=== Texte de référence ===

Si 2024 promet d'être une année plus difficile, les perspectives à long terme sont par contre favorables
De jolis chiffres de croissance
Malgré les solides obstacles liés à la hausse des taux d'intérêt et des coûts, le secteur de la construction a enregistré une croissance moyenne de 1,9% en 2023. Cette croissance est même supérieure à celle de l'économie belge, qui a progressé de 1,5%. Néanmoins, un nombre record d'entreprises du secteur ont fait faillite en 2023. Plus de six entreprises de construction ont fermé leurs portes chaque jour. "La baisse de la demande et la suppression des mesures de soutien liées au Covid, qui ont permis à certaines entreprises de se maintenir à flot pendant la pandémie, ont eu raison de nombreuses jeunes et petites entreprises", explique Wouter Thierie, économiste chez ING. "22% des faillites concernent des entreprises créées il y a moins de trois ans et 93% d'entre elles employaient maximum quatre personnes."
Malgré tout, le secteur a réussi à afficher de jolis chiffres de croissance. "Les projets de construction présentent un délai de réalisation assez long. L'an dernier, le secteur de la construction pouvait encore s'appuyer sur le fait que des projets de nouvelle construction avaient été lancés juste après la pandémie. A côté de cela, les prix élevés de l'énergie ont incité de nombreuses personnes à rendre leur maison plus écoénergétique et des plans de relance ont été mis en place après la pandémie. "Les carnets de commandes début 2023 étaient dès lors très bien remplis."

=== Données affichées ===

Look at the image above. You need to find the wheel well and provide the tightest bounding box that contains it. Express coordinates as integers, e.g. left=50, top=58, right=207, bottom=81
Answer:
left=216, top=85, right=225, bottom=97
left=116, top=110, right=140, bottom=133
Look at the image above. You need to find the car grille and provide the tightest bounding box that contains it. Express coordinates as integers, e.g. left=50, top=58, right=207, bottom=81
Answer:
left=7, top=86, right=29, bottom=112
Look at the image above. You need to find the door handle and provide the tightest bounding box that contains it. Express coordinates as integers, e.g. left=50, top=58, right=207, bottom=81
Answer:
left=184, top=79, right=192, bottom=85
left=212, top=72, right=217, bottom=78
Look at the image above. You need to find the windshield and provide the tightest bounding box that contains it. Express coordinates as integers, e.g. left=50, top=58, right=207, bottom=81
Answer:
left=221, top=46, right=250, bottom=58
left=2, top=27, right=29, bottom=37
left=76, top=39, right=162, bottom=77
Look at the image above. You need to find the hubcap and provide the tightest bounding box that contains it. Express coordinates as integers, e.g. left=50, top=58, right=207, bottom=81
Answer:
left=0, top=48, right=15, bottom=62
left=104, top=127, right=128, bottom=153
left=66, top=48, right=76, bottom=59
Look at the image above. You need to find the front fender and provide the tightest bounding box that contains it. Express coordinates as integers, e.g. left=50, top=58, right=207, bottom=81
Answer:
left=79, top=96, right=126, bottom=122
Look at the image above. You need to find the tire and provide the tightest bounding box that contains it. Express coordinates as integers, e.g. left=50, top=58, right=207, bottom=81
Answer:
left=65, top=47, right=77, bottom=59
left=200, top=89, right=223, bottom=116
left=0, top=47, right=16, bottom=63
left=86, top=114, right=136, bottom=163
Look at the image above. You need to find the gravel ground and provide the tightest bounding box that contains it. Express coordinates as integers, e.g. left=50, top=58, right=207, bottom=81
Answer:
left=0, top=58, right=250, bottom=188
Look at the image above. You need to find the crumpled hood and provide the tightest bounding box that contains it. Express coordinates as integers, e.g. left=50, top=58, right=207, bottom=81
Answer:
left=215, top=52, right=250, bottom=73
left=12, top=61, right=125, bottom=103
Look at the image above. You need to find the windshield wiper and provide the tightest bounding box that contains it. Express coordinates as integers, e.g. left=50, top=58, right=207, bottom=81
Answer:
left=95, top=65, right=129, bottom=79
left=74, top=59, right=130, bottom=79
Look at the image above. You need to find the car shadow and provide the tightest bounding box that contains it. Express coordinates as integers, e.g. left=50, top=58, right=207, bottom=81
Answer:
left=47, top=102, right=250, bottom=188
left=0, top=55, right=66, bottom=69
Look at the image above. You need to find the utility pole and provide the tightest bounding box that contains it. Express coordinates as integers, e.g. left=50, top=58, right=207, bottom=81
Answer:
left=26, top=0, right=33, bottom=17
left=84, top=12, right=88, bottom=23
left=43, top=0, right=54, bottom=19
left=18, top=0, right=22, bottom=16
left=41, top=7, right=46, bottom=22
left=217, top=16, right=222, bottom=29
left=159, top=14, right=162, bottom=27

===

### Énoncé du problème:
Traduisez en anglais cette phrase du texte sur le secteur de la construction : « Plus de six entreprises de construction ont fermé leurs portes chaque jour. » Ces enregistrements proviennent d'une source distincte du texte.

### Réponse attendue:
More than six construction companies closed their doors every day.